Text excerpt —

# Nasty gram from Lyft. Should I worry



## Fisk33 (Apr 8, 2016)

I received this email from Lyft today. First of all, I don't "miss" requests. I decline them if they are too far away. I start driving around 3am when there are very few drivers on the road so I frequently get requests over 15 minutes. Here's the email:

Account Update 
Passengers rely on drivers to provide a dependable service, and it's important that you're there for them. We've reached out to you several times about your substantial number of missed ride requests. If this problem continues, you'll affect our ability to keep the platform running smoothly.
It's best for the community when you accept the ride requests you receive, or simply log out of driver mode if you need a break.

Are they going to deactivate me, or is this just an empty threat?


----------



## FreDi Huguenin (Dec 27, 2016)

Not only they will deactivate you but you will face 180 days in a federal penitentiary, you will lose your driving privileges and be considered a threat to the community.


----------



## Friendly Jack (Nov 17, 2015)

Fisk33 said:


> I received this email from Lyft today. First of all, I don't "miss" requests. I decline them if they are too far away. I start driving around 3am when there are very few drivers on the road so I frequently get requests over 15 minutes. Here's the email:
> 
> Account Update
> Passengers rely on drivers to provide a dependable service, and it's important that you're there for them. We've reached out to you several times about your substantial number of missed ride requests. If this problem continues, you'll affect our ability to keep the platform running smoothly.

Tasks for this exercise —
a - In the Lyft forum thread, around what hour does Fisk33 begin driving?
b - Return everything in the Lyft forum thread from "## FreDi Huguenin" down to "to the community.".
c - Supply the next part of the Lyft forum thread, starting after its final sentence.
The records were taken from a separate source, unrelated to the Lyft forum thread.

Dataset entries:
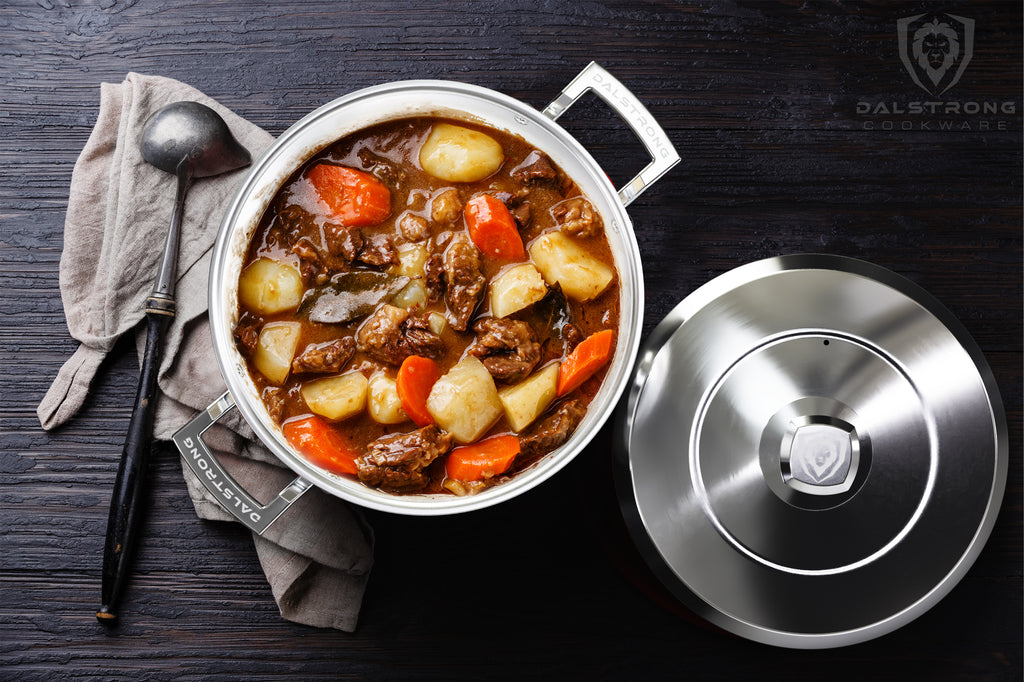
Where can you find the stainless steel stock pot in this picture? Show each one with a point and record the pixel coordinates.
(358, 110)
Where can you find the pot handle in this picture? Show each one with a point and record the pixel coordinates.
(664, 155)
(208, 469)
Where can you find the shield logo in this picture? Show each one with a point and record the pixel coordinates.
(935, 49)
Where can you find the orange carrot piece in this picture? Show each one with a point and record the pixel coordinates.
(416, 377)
(355, 198)
(585, 359)
(322, 444)
(493, 228)
(482, 460)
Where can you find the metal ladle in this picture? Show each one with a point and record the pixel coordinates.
(192, 141)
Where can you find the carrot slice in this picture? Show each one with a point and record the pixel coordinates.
(416, 377)
(482, 460)
(493, 228)
(322, 444)
(355, 198)
(585, 359)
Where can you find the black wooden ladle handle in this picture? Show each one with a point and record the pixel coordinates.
(123, 520)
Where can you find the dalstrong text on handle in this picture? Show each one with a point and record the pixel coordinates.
(217, 482)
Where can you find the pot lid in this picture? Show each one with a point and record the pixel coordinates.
(812, 453)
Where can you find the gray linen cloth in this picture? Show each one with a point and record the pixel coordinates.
(317, 556)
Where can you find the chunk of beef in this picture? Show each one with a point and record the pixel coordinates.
(325, 357)
(507, 347)
(397, 462)
(535, 168)
(433, 274)
(414, 227)
(578, 217)
(382, 169)
(342, 241)
(571, 337)
(552, 431)
(522, 214)
(446, 207)
(378, 250)
(391, 334)
(311, 265)
(247, 332)
(464, 282)
(273, 398)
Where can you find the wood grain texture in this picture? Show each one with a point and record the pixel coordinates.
(761, 99)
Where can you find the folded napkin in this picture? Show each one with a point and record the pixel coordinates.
(317, 556)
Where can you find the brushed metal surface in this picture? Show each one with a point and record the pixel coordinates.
(812, 452)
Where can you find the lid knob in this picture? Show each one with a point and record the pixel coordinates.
(819, 455)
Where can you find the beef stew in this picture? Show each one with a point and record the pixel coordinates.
(428, 305)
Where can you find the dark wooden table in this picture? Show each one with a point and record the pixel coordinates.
(797, 133)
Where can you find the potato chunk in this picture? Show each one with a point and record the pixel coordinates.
(515, 289)
(464, 401)
(560, 259)
(267, 286)
(455, 154)
(526, 400)
(412, 257)
(275, 348)
(336, 397)
(383, 402)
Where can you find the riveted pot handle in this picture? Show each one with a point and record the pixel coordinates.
(664, 155)
(216, 479)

Per-task outputs —
a - Around 3am.

b -
## FreDi Huguenin (Dec 27, 2016)

Not only they will deactivate you but you will face 180 days in a federal penitentiary, you will lose your driving privileges and be considered a threat to the community.

c -
> ...


No problem. I have received at least a dozen of that same identical letter. Consider it a badge of honor and proof of your good business sense.


----------



## APettyJ (Sep 29, 2017)

Maybe Lyft will eventually realize that long pickup fees are better than nasty grams in convincing drivers to 'care more about riders'.


----------



## TomTheAnt (Jan 1, 2019)

Getting them all the time. Childish stuff, just like the popups they throw on the screen and you have tap OK to make it disappear.


----------



## BeansnRice (Aug 13, 2016)

Fisk33 said:


> I received this email from Lyft today. First of all, I don't "miss" requests. I decline them if they are too far away. I start driving around 3am when there are very few drivers on the road so I frequently get requests over 15 minutes. Here's the email:
> 
> Account Update
> Passengers rely on drivers to provide a dependable service, and it's important that you're there for them. We've reached out to you several times about your substantial number of missed ride requests. If this problem continues, you'll affect our ability to keep the platform running smoothly.
> ...


You're shaping up nicely as a driver.
Keep up the good work!


----------



## #professoruber (Feb 19, 2018)

Don't let them scare you straight. Acceptance don't mean crap! This week was a little lower than usual which I average around a 2% acceptance rate. They stopped sending them to me. Lol


----------



## Fisk33 (Apr 8, 2016)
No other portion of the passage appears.